### DATASET ROWS
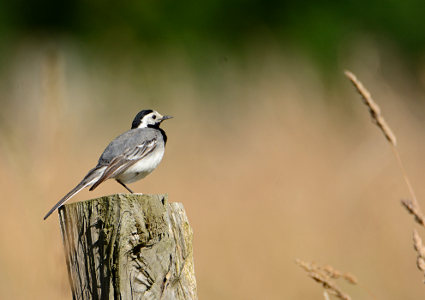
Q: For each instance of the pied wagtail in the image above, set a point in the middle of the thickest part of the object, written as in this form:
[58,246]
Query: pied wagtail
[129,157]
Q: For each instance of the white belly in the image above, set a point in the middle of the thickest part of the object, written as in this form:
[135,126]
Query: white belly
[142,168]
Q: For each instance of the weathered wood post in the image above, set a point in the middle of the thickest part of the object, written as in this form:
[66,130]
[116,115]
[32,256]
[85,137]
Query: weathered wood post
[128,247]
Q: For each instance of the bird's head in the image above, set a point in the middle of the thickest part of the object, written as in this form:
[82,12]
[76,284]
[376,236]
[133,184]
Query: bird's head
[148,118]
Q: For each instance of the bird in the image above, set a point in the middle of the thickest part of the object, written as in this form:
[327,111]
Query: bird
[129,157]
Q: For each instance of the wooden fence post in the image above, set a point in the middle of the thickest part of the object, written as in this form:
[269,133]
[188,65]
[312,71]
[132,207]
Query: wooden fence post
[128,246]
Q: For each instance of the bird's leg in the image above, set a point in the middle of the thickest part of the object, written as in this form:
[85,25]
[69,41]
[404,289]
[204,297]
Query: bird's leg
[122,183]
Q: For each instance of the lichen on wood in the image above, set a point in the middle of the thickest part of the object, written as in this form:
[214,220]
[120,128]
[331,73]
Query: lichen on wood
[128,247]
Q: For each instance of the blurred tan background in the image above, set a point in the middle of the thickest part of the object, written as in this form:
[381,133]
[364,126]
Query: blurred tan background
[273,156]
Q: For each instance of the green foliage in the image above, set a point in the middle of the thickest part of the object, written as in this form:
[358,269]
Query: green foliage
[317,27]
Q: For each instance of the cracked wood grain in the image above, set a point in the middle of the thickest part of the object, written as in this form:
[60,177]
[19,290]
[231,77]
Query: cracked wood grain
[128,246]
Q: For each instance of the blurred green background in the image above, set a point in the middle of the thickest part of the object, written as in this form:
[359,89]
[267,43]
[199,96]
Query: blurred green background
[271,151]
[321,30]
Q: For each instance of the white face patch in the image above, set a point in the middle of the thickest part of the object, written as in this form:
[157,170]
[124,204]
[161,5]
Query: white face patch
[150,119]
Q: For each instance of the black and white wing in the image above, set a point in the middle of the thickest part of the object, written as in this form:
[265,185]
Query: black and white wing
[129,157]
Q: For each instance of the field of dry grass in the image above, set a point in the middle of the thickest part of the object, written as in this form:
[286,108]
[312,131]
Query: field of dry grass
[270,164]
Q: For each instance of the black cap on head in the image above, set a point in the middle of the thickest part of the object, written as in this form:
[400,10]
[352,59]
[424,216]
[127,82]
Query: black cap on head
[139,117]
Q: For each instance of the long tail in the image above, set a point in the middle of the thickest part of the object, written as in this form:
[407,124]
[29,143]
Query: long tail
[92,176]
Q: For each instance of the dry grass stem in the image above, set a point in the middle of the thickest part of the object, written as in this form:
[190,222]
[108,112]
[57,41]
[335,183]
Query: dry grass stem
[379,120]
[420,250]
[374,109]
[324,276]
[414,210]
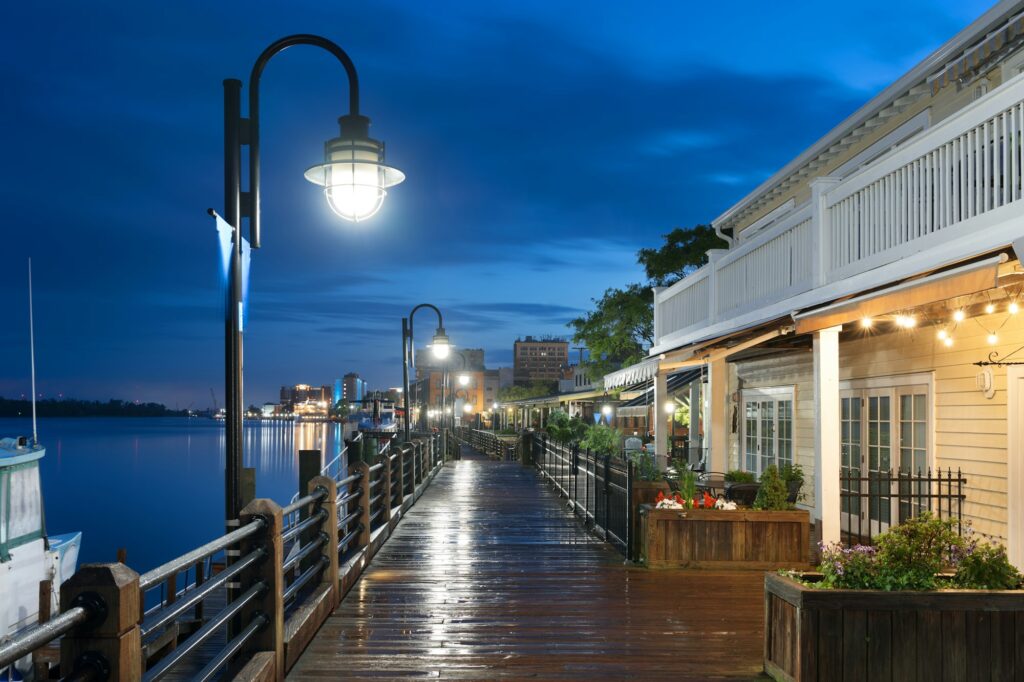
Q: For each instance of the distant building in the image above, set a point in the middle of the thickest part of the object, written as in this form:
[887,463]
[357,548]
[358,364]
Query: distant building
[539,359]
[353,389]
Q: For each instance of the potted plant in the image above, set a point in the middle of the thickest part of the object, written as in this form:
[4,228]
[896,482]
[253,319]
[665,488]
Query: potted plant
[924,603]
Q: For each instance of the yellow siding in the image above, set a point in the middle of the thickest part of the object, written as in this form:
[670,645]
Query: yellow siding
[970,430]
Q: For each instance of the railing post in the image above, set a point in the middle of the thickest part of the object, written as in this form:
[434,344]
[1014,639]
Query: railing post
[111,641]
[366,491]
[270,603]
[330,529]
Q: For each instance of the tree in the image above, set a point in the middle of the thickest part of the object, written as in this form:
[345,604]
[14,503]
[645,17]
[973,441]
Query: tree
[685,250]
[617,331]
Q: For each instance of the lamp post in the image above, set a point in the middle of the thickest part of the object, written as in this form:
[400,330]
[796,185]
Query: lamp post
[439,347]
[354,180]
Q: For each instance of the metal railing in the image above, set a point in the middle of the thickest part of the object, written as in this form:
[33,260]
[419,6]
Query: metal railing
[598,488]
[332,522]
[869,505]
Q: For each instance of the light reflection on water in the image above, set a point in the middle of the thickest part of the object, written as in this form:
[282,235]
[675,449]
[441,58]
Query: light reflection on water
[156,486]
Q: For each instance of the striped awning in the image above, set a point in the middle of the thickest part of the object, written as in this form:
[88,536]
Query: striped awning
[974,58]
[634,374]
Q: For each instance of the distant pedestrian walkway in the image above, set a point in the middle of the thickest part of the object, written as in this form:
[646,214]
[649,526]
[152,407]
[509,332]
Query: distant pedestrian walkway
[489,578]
* * *
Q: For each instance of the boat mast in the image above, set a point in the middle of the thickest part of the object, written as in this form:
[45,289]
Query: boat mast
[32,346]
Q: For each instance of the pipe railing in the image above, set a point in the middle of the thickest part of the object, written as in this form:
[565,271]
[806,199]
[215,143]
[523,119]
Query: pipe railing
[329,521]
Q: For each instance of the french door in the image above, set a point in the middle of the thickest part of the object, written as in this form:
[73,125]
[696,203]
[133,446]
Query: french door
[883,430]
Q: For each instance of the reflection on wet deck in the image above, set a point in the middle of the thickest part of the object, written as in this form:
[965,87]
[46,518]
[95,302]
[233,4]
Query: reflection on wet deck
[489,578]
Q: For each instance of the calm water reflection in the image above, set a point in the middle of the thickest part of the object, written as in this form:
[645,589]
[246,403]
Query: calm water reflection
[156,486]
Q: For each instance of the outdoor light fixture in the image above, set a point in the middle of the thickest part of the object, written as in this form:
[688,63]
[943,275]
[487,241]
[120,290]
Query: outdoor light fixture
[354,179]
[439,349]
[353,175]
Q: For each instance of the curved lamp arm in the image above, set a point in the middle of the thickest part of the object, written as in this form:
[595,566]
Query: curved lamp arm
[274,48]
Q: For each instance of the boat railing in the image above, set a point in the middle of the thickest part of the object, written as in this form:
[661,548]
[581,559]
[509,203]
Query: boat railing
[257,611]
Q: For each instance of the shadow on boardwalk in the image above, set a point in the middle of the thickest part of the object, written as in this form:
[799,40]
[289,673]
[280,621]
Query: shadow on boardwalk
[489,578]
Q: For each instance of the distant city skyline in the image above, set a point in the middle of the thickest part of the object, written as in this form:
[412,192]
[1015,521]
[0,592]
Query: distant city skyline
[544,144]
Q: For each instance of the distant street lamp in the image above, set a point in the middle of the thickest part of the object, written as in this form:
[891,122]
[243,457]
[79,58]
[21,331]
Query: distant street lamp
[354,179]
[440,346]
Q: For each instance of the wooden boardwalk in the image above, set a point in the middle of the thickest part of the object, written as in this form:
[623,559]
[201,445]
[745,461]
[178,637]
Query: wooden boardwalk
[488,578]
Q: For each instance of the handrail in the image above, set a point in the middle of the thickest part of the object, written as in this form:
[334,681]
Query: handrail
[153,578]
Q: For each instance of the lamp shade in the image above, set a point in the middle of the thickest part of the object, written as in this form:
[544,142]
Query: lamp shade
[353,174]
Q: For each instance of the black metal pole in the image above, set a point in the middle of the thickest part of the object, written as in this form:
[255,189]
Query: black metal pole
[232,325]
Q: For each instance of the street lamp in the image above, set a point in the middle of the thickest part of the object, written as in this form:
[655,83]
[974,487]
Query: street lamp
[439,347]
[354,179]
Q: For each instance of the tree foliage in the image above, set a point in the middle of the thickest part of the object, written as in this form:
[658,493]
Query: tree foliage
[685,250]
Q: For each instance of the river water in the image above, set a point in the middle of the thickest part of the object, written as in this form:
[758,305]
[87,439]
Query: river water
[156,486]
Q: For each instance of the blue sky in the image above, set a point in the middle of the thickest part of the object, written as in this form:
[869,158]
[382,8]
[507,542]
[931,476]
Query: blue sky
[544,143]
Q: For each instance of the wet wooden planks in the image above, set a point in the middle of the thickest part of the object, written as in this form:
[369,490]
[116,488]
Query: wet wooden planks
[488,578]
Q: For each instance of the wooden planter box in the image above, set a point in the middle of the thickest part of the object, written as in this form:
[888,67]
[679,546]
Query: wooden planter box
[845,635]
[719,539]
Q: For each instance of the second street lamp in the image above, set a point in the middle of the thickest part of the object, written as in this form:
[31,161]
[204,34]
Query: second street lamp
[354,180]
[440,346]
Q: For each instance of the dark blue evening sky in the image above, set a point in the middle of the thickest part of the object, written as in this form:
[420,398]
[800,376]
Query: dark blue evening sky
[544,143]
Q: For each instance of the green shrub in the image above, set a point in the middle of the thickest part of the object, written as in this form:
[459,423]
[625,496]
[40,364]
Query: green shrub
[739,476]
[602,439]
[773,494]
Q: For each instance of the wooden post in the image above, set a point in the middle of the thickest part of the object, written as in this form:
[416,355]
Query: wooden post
...
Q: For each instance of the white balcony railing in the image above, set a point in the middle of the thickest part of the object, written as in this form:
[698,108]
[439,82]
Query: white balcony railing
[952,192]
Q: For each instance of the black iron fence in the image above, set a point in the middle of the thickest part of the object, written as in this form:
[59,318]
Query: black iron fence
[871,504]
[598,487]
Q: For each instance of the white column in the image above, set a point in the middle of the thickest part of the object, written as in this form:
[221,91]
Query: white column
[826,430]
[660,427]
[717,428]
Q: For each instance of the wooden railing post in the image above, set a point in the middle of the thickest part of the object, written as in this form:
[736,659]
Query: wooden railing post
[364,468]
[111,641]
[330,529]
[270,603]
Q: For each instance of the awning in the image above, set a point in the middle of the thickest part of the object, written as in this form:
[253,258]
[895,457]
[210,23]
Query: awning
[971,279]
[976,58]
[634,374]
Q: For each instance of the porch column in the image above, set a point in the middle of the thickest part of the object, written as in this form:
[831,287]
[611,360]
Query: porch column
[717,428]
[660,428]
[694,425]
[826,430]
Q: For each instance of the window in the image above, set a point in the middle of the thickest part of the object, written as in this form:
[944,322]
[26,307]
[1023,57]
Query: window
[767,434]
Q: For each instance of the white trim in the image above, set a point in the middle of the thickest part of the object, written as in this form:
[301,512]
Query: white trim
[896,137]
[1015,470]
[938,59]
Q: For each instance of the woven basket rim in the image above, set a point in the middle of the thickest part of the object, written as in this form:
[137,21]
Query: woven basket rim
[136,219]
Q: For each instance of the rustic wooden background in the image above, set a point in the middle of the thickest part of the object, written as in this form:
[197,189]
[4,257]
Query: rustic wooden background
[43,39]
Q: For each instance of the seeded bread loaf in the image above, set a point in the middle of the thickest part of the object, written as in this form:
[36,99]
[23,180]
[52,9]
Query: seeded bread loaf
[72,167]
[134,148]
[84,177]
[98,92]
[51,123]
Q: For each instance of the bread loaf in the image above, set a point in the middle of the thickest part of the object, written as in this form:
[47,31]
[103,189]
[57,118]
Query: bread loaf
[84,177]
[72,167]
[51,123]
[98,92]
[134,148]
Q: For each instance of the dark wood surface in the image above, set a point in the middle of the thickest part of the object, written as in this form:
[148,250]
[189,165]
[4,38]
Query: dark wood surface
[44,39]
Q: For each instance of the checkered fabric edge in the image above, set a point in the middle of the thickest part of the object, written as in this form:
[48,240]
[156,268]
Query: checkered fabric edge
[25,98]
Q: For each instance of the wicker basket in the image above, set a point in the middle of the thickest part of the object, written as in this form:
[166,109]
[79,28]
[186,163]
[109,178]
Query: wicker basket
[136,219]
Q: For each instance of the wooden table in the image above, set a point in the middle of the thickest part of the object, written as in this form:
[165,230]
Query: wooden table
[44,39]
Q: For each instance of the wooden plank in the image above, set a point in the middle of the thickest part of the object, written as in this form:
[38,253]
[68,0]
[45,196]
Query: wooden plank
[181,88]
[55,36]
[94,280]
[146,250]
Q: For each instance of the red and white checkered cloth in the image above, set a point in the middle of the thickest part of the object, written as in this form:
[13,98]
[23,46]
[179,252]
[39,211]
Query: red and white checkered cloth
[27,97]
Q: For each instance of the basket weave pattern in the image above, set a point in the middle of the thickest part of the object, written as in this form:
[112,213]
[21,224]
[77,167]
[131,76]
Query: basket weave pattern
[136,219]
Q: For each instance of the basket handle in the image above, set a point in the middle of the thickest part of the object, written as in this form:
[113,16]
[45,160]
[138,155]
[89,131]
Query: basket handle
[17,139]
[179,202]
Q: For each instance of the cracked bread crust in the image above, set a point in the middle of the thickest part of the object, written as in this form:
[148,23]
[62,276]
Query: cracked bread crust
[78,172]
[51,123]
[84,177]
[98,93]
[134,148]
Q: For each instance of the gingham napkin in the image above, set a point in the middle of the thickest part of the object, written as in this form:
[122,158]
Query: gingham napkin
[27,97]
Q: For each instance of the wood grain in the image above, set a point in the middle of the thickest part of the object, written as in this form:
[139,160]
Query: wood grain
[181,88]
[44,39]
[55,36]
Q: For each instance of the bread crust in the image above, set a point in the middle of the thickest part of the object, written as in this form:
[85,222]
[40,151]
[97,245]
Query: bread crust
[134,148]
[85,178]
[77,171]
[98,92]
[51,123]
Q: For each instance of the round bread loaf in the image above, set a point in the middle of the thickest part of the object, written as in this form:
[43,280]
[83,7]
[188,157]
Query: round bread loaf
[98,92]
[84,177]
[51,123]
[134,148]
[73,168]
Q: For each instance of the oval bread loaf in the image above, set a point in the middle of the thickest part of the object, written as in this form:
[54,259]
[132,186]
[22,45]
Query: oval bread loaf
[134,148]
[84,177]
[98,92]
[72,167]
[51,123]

### WHAT YOU HAVE TO DO
Pull out every line of the material above that contains the word "rustic", matching its case exactly.

### EXERCISE SOLUTION
Q: For each instance of the rustic wooden background in the image above, set a point in the middle of the thickest part of the object, written as in this form:
Query: rustic wooden background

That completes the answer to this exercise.